**Exercise instructions**
From the records below, pull out each line that contains the word "gray" and copy it unchanged.

**Raw records**
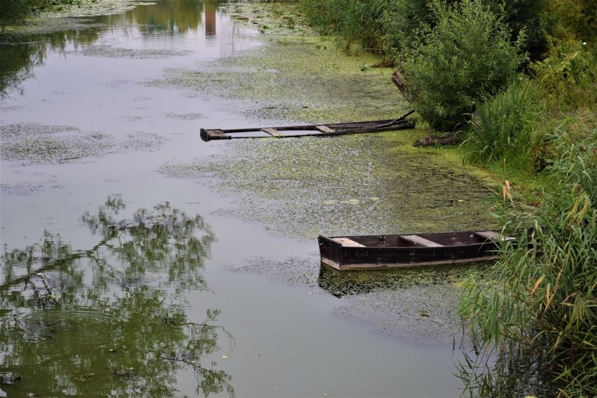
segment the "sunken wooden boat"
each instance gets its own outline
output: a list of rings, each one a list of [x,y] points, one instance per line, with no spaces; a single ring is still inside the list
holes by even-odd
[[[493,231],[373,235],[320,235],[322,263],[336,270],[413,267],[484,261],[500,244],[515,239]]]
[[[287,138],[291,137],[341,135],[362,132],[378,132],[394,130],[414,128],[416,120],[406,119],[406,116],[414,112],[411,111],[396,119],[331,123],[318,125],[287,125],[265,128],[247,128],[237,129],[204,129],[202,128],[201,139],[207,142],[212,139],[232,139],[233,138],[263,138],[276,137]]]

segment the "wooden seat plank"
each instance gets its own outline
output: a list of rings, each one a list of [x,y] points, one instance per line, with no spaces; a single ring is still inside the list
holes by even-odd
[[[334,238],[332,239],[343,246],[350,246],[351,247],[364,247],[364,245],[361,245],[358,242],[355,242],[352,239],[348,239],[348,238]]]
[[[280,132],[278,130],[277,130],[275,128],[262,128],[261,130],[263,130],[263,131],[265,131],[266,132],[267,132],[270,135],[273,135],[274,137],[282,137],[282,133]]]
[[[400,238],[404,240],[408,240],[409,242],[412,242],[413,243],[416,243],[421,246],[428,246],[430,247],[441,247],[444,246],[439,243],[436,243],[435,242],[432,242],[428,239],[422,238],[418,235],[401,235]]]
[[[322,132],[327,132],[327,133],[336,132],[335,130],[334,130],[333,128],[329,128],[327,125],[316,125],[315,128],[317,129],[318,130],[320,130]]]
[[[512,236],[506,236],[493,231],[480,231],[475,232],[474,234],[479,238],[484,238],[490,240],[511,240],[514,239]]]

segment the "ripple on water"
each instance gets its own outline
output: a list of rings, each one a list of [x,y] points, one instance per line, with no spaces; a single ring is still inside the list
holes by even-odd
[[[87,307],[37,310],[18,323],[26,340],[67,341],[71,349],[110,344],[123,333],[119,320],[109,311]]]

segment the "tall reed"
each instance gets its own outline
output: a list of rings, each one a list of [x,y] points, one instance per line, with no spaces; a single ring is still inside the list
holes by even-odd
[[[533,226],[533,233],[504,245],[493,278],[467,280],[459,311],[486,350],[506,360],[535,358],[561,394],[594,397],[597,130],[568,146],[565,137],[552,138],[561,156],[538,212],[513,217],[505,203],[500,215],[505,232]]]
[[[528,88],[528,83],[521,76],[511,80],[505,90],[475,102],[465,142],[472,150],[467,153],[465,161],[500,160],[507,153],[529,149]]]

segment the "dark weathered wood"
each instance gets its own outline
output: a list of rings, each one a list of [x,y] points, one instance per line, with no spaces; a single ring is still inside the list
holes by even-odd
[[[274,137],[282,137],[282,133],[280,132],[278,130],[277,130],[275,128],[270,128],[266,127],[266,128],[262,128],[261,130],[265,131],[266,132],[267,132],[270,135],[273,135]]]
[[[529,231],[527,231],[529,233]],[[495,239],[495,238],[497,238]],[[494,259],[504,237],[495,231],[317,238],[322,264],[338,270],[412,267]]]
[[[203,129],[201,139],[204,141],[212,139],[231,139],[233,138],[259,138],[269,137],[263,135],[267,132],[275,137],[305,137],[305,136],[330,136],[343,134],[357,134],[362,132],[378,132],[394,130],[414,128],[416,120],[407,120],[406,117],[413,111],[396,119],[371,121],[347,123],[332,123],[318,125],[287,125],[268,128],[247,128],[237,129]],[[240,134],[239,134],[240,133]]]
[[[350,246],[351,247],[364,247],[364,245],[361,245],[357,242],[355,242],[348,238],[336,238],[334,239],[336,242],[338,242],[343,246]]]
[[[441,246],[444,246],[443,245],[432,242],[425,238],[421,238],[418,235],[400,235],[400,238],[405,240],[408,240],[409,242],[420,245],[421,246],[427,246],[429,247],[441,247]]]
[[[315,128],[322,132],[336,132],[335,130],[329,128],[327,125],[316,125]]]

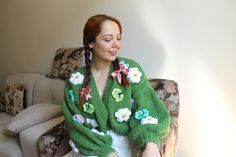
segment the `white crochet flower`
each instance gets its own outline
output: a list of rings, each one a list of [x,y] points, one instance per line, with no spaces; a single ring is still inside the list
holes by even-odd
[[[143,118],[141,120],[141,124],[157,124],[157,123],[158,123],[158,119],[153,118],[151,116],[148,116],[147,118]]]
[[[128,108],[119,109],[115,113],[115,117],[118,122],[124,122],[124,121],[129,120],[130,115],[131,115],[131,111]]]
[[[132,83],[139,83],[141,79],[142,73],[138,68],[129,68],[128,78]]]
[[[70,82],[73,85],[82,84],[83,81],[84,81],[84,75],[81,74],[80,72],[75,72],[75,73],[71,74]]]

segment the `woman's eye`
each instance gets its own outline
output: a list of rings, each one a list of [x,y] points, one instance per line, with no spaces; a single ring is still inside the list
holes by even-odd
[[[104,39],[106,42],[110,42],[111,41],[111,39]]]

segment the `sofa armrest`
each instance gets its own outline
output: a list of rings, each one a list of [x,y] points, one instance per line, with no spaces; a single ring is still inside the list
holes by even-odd
[[[53,126],[64,121],[64,116],[59,116],[47,122],[34,125],[20,132],[20,143],[24,157],[38,157],[38,139]]]

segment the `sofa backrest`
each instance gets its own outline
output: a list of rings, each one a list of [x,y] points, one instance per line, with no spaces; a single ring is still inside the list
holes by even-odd
[[[40,75],[35,80],[33,104],[60,104],[64,96],[65,81]]]
[[[23,85],[26,88],[26,106],[39,103],[60,104],[63,100],[65,81],[47,78],[42,74],[13,74],[6,83]]]

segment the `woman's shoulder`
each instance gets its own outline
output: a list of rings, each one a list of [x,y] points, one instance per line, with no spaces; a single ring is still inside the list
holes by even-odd
[[[84,76],[86,75],[86,67],[85,66],[82,66],[82,67],[79,67],[75,70],[73,70],[69,76],[68,76],[68,79],[70,79],[71,77],[75,77],[75,76]]]

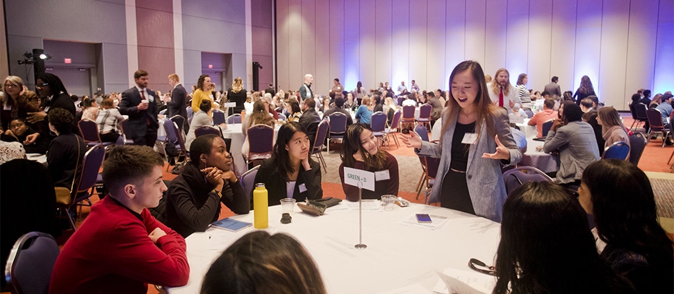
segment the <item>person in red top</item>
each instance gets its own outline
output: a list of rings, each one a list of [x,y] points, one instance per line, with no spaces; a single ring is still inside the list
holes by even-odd
[[[363,199],[379,199],[382,195],[398,196],[398,162],[377,147],[377,139],[369,125],[354,123],[347,129],[342,144],[339,178],[346,200],[358,201],[358,187],[344,184],[344,167],[375,173],[375,191],[363,189]]]
[[[543,137],[543,123],[558,118],[557,112],[554,111],[554,99],[548,98],[543,103],[543,111],[534,114],[529,120],[529,126],[536,126],[539,130],[539,137]]]
[[[110,193],[92,207],[63,246],[50,293],[145,294],[147,284],[187,284],[185,239],[147,210],[159,204],[166,191],[163,164],[161,156],[147,146],[125,145],[107,151],[103,181]]]

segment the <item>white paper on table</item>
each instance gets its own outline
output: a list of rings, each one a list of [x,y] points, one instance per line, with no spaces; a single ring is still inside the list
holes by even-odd
[[[379,294],[430,294],[431,293],[431,291],[426,290],[418,283],[406,287],[398,288],[397,289],[386,292],[381,292]]]
[[[486,294],[496,286],[495,277],[477,272],[447,268],[438,275],[440,280],[433,290],[438,293]]]
[[[447,223],[447,216],[430,214],[431,223],[419,223],[417,221],[416,214],[411,214],[398,222],[399,225],[410,227],[421,227],[427,230],[437,230],[442,227]]]

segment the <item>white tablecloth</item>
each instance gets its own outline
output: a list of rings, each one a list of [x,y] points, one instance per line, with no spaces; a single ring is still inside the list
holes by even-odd
[[[536,146],[543,147],[543,144],[542,141],[536,141],[533,138],[527,137],[527,152],[522,156],[522,160],[518,165],[534,166],[545,173],[557,171],[559,157],[543,151],[536,150]]]
[[[316,261],[329,293],[376,293],[416,283],[431,290],[438,281],[434,270],[470,270],[470,258],[493,264],[500,239],[500,225],[497,223],[422,205],[395,207],[389,211],[363,211],[363,243],[368,248],[359,250],[354,248],[359,243],[358,212],[336,210],[343,205],[347,204],[343,202],[330,207],[318,217],[298,212],[296,207],[293,223],[288,225],[280,223],[280,205],[271,207],[270,227],[265,229],[270,234],[284,232],[299,240]],[[436,230],[397,223],[417,213],[448,220]],[[253,211],[232,218],[252,223]],[[168,289],[168,293],[199,293],[213,261],[238,238],[255,230],[251,227],[234,233],[211,228],[190,235],[186,239],[189,282]]]

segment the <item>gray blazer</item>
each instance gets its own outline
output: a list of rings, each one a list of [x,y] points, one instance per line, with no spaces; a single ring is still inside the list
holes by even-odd
[[[431,202],[440,200],[443,180],[449,171],[452,162],[452,137],[457,126],[459,110],[455,110],[454,112],[449,119],[450,124],[443,134],[442,141],[439,144],[422,141],[421,150],[417,150],[417,154],[420,155],[440,158],[438,175],[433,184],[436,189],[431,190]],[[496,151],[496,141],[493,137],[487,134],[486,126],[483,124],[479,138],[468,150],[466,181],[475,214],[479,216],[500,222],[503,203],[508,197],[501,173],[502,164],[517,164],[522,159],[522,151],[517,147],[510,132],[509,121],[505,110],[498,110],[495,121],[498,139],[510,150],[510,162],[482,158],[482,154],[493,153]]]
[[[555,180],[558,184],[580,180],[585,168],[599,160],[599,147],[597,147],[594,130],[589,123],[583,121],[572,121],[559,127],[557,132],[550,130],[543,150],[550,153],[557,149],[559,150],[559,170]]]

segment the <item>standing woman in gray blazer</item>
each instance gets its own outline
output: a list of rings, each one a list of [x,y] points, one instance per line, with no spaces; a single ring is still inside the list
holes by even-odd
[[[505,110],[489,98],[479,63],[459,63],[450,86],[439,144],[422,141],[413,132],[402,141],[420,155],[441,159],[430,202],[500,222],[507,198],[501,167],[519,162],[522,151]]]

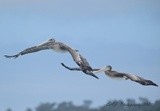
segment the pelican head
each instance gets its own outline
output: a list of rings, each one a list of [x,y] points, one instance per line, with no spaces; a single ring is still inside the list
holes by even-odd
[[[109,71],[112,70],[112,66],[111,65],[108,65],[107,68],[109,69]]]

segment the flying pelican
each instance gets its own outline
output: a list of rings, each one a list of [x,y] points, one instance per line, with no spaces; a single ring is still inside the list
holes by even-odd
[[[68,45],[64,43],[56,42],[54,38],[51,38],[37,46],[33,46],[30,48],[24,49],[23,51],[15,55],[4,55],[4,56],[6,58],[17,58],[20,55],[22,56],[25,54],[34,53],[34,52],[38,52],[41,50],[47,50],[47,49],[53,49],[54,51],[57,51],[57,52],[69,52],[73,60],[76,62],[76,64],[79,66],[82,72],[99,79],[96,75],[92,73],[91,66],[88,64],[87,60],[78,53],[78,50],[72,49],[71,47],[69,47]]]
[[[71,68],[66,66],[64,63],[61,63],[61,65],[69,70],[73,70],[73,71],[81,71],[80,68]],[[121,73],[121,72],[117,72],[117,71],[113,71],[112,70],[112,66],[107,66],[104,68],[98,68],[98,69],[92,69],[94,74],[100,73],[100,72],[104,72],[106,76],[109,76],[111,78],[124,78],[125,80],[130,79],[131,81],[137,82],[141,85],[153,85],[153,86],[158,86],[157,84],[155,84],[154,82],[152,82],[151,80],[147,80],[144,79],[140,76],[134,75],[134,74],[128,74],[128,73]],[[94,72],[95,71],[95,72]]]

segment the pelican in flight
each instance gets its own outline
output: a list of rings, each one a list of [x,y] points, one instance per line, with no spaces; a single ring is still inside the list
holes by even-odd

**Answer to this task**
segment the <item>gray blazer</item>
segment the <item>standing woman in gray blazer</item>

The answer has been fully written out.